• Exercise details: Below, find the stretch of the records that opens with the line containing "of the snow-covered" and closes with the line containing "column 415, row 184". Copy out every line of it word for word, including both end lines.

• Data for this exercise:
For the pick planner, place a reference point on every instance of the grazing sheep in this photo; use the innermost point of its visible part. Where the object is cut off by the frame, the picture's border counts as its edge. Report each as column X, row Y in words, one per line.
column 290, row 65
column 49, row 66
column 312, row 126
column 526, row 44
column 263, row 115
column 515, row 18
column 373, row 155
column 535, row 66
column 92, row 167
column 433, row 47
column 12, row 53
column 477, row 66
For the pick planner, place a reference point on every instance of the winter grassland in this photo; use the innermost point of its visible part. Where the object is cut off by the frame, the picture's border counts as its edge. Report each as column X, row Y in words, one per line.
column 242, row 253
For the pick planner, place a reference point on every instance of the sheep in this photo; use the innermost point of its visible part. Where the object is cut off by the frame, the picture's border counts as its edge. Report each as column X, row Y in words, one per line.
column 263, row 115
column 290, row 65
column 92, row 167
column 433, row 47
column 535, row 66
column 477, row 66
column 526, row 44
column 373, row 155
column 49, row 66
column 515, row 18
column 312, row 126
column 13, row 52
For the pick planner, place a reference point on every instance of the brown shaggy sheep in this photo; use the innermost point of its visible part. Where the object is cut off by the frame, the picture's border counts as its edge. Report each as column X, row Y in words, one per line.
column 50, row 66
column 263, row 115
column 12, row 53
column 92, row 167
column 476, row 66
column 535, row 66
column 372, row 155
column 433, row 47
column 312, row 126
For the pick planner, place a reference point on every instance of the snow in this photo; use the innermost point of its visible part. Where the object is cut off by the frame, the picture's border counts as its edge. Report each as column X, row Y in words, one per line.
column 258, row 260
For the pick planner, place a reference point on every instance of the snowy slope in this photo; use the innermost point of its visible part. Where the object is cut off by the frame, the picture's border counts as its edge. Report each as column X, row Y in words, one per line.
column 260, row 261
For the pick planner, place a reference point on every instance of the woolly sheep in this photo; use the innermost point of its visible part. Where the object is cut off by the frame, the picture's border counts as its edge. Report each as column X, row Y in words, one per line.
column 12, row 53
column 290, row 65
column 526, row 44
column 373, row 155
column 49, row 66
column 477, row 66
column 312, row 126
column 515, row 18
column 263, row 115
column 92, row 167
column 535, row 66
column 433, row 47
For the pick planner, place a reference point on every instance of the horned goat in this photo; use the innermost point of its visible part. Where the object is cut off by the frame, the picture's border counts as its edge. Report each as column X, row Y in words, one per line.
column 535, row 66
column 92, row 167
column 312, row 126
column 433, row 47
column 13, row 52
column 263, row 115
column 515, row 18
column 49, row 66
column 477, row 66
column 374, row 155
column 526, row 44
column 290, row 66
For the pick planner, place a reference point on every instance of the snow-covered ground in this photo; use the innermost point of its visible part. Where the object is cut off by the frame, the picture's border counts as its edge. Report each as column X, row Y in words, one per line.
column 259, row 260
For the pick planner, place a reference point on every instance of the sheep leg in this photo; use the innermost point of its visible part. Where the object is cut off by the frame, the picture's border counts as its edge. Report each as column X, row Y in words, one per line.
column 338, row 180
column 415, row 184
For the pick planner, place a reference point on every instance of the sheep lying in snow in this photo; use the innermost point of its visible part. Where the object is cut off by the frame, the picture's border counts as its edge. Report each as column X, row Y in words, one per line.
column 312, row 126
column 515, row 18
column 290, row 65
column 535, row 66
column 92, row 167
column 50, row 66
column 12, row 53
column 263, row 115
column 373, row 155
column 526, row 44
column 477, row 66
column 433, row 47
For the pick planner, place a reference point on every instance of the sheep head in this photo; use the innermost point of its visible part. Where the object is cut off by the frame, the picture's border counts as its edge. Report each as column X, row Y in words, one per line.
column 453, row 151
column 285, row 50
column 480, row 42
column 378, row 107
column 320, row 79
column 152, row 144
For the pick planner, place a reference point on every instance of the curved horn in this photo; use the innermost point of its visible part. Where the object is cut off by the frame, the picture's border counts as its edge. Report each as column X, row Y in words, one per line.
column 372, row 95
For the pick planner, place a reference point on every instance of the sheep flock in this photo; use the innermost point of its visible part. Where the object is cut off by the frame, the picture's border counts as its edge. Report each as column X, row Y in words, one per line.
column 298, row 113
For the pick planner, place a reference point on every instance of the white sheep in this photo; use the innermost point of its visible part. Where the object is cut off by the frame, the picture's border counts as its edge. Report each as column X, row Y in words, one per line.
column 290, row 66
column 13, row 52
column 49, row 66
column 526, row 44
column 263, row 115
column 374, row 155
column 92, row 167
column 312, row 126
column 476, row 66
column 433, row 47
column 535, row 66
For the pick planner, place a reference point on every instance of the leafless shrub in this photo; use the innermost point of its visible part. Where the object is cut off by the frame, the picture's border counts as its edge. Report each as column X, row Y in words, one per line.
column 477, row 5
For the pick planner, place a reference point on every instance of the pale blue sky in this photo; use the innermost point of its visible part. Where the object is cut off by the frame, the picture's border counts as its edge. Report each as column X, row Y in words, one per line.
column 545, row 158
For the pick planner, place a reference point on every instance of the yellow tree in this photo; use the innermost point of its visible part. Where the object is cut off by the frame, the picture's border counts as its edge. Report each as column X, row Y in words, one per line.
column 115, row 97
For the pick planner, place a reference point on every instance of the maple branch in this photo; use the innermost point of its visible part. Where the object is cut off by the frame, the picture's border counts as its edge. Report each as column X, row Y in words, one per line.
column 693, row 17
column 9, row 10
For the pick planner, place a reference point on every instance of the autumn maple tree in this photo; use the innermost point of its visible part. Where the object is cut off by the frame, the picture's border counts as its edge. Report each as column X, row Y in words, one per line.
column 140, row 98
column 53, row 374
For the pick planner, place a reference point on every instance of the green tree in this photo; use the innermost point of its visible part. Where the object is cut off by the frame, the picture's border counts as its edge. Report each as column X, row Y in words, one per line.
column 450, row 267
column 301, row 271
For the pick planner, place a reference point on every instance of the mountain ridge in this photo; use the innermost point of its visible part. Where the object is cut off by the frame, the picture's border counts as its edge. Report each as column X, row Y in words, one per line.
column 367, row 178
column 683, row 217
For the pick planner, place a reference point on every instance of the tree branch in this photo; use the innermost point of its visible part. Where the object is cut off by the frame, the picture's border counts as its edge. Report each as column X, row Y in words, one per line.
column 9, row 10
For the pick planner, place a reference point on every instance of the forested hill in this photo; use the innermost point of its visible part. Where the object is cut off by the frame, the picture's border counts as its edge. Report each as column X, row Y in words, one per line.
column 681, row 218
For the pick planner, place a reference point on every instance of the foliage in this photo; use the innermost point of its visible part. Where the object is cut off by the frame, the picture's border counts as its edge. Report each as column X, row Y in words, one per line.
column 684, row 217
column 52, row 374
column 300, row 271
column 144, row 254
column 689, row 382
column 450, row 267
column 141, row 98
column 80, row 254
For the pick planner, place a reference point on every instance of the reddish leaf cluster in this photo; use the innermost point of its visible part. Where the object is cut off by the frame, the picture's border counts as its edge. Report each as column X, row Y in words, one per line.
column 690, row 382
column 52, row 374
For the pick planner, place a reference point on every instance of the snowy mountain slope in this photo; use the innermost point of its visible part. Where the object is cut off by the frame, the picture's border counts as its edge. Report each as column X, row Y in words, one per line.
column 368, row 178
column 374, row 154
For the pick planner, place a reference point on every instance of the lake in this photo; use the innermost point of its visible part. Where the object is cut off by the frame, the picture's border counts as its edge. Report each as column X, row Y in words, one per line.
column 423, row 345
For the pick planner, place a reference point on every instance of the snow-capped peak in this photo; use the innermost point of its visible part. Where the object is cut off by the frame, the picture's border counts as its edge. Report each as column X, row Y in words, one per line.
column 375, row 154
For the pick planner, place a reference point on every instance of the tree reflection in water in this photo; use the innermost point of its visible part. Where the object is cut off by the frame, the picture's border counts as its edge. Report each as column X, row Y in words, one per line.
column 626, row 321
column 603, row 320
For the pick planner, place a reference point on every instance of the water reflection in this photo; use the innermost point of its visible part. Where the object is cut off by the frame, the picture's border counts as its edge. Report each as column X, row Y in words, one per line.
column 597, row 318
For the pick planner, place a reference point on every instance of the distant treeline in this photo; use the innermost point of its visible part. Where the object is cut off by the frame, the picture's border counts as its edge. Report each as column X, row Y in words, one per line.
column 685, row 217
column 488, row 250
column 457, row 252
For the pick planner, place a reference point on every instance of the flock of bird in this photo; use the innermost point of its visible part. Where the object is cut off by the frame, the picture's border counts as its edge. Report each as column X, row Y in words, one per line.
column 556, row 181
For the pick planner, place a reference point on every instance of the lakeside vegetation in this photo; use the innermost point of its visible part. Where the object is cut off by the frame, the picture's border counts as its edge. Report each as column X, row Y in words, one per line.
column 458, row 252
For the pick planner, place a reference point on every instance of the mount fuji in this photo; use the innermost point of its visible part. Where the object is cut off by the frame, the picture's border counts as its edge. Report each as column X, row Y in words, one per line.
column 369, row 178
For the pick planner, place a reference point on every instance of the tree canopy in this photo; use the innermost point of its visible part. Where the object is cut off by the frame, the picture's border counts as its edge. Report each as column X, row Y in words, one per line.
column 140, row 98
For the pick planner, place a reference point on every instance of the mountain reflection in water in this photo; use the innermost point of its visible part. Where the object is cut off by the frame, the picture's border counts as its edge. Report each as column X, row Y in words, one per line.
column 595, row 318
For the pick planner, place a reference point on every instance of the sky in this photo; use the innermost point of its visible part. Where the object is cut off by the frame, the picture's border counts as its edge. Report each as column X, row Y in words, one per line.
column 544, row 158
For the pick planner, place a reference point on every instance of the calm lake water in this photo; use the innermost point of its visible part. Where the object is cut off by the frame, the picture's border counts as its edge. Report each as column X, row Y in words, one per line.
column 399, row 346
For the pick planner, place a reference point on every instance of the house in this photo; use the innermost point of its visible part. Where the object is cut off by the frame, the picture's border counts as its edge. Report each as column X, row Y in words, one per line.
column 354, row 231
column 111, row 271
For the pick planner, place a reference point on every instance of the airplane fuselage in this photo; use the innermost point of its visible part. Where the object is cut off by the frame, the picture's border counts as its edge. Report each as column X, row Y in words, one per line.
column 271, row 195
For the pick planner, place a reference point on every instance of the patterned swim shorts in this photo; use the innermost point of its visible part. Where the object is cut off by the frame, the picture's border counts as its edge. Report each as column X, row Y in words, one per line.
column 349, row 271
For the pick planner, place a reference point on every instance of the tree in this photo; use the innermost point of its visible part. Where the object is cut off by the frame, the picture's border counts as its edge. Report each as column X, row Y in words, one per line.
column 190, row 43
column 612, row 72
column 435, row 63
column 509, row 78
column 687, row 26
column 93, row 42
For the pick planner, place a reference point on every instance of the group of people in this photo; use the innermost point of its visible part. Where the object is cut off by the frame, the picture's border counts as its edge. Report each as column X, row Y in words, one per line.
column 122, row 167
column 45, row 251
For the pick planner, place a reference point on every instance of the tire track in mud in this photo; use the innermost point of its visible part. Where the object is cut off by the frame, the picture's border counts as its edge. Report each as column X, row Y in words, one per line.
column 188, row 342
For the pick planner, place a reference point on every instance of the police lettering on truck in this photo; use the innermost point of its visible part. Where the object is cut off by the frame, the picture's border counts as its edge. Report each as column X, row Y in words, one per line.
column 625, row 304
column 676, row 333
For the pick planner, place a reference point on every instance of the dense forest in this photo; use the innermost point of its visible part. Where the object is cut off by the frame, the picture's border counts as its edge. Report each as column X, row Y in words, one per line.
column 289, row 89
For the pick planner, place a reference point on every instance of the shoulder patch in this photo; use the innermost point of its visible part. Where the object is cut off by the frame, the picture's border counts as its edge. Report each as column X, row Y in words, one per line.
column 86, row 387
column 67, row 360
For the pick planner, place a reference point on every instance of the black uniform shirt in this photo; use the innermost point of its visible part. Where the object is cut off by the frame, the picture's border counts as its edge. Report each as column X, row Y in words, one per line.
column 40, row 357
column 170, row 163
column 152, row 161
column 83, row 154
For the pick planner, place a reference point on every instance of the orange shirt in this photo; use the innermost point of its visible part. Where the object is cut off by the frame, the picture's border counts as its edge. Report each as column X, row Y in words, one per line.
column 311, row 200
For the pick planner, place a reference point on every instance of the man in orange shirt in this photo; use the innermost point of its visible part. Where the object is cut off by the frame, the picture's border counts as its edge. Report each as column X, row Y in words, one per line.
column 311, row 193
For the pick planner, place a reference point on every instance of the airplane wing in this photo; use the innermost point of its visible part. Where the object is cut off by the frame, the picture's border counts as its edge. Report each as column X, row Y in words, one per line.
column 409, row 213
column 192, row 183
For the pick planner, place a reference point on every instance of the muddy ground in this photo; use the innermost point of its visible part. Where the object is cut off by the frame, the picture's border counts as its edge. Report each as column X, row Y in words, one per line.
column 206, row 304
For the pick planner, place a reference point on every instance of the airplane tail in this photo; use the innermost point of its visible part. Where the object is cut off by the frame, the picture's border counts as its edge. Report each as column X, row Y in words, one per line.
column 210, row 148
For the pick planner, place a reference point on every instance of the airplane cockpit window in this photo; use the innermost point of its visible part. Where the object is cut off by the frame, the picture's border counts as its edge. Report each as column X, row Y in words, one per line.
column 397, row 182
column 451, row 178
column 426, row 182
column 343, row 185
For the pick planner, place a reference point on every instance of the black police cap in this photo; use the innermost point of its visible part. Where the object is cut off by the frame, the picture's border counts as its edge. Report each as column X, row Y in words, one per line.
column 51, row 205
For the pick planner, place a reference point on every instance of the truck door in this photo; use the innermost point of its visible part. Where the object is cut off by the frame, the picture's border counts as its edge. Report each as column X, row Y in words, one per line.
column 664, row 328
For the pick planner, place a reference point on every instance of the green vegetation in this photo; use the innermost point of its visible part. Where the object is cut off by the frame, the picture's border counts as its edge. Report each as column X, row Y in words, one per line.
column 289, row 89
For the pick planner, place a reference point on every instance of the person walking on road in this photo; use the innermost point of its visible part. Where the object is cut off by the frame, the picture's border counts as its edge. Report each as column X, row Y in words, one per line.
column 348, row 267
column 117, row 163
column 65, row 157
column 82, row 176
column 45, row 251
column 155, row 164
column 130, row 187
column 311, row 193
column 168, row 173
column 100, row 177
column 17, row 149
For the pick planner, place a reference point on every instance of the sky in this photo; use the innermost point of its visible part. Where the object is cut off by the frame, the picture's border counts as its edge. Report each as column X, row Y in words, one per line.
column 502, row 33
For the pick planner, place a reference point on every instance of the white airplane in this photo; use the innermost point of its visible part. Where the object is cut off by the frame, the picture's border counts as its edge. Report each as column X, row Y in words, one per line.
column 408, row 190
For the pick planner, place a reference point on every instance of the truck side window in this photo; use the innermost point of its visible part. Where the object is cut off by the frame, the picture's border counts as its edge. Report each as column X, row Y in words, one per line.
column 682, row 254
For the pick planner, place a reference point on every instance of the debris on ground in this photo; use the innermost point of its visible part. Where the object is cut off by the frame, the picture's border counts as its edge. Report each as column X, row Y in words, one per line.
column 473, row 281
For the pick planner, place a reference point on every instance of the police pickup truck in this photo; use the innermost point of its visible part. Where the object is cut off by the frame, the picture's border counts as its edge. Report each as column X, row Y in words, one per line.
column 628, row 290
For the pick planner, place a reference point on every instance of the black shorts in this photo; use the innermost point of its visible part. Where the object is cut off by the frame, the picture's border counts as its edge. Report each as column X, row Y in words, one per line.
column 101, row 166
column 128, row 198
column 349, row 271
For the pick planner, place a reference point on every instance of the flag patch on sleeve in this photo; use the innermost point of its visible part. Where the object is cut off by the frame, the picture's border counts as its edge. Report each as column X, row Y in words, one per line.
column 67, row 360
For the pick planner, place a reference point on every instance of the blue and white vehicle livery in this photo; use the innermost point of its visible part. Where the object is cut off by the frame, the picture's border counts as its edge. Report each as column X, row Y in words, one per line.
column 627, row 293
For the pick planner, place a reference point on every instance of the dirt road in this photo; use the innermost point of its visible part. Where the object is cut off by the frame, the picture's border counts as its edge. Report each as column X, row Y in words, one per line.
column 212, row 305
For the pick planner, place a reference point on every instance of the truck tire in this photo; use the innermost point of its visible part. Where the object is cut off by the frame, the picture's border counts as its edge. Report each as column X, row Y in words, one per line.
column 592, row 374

• Reply to the exercise:
For the pick planner, place a reference point on every instance of the snow-covered ground in this photo; use the innermost point of its visible part. Where the object is cut off by the frame, the picture's border counts as its edge. Report each as column X, row Y in words, one per line.
column 259, row 260
For the pick planner, place a reference point on every instance of the sheep leg in this photo; use the innermost point of its visible part. Where the object is cut off by the frame, the picture's border counts as its edge. Report each as column X, row Y in words, one per line.
column 338, row 180
column 415, row 184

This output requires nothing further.